Problem statement
Rewrite the records below, swapping "twig" for "branch" everywhere it occurs and leaving everything else as it is.

Rows
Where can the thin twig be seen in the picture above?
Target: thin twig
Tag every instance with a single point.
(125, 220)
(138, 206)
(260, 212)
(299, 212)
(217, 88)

Problem solution
Where can the thin branch be seen in the picture above?
Target: thin branch
Tag every instance with a single point.
(125, 220)
(138, 206)
(260, 212)
(299, 212)
(217, 88)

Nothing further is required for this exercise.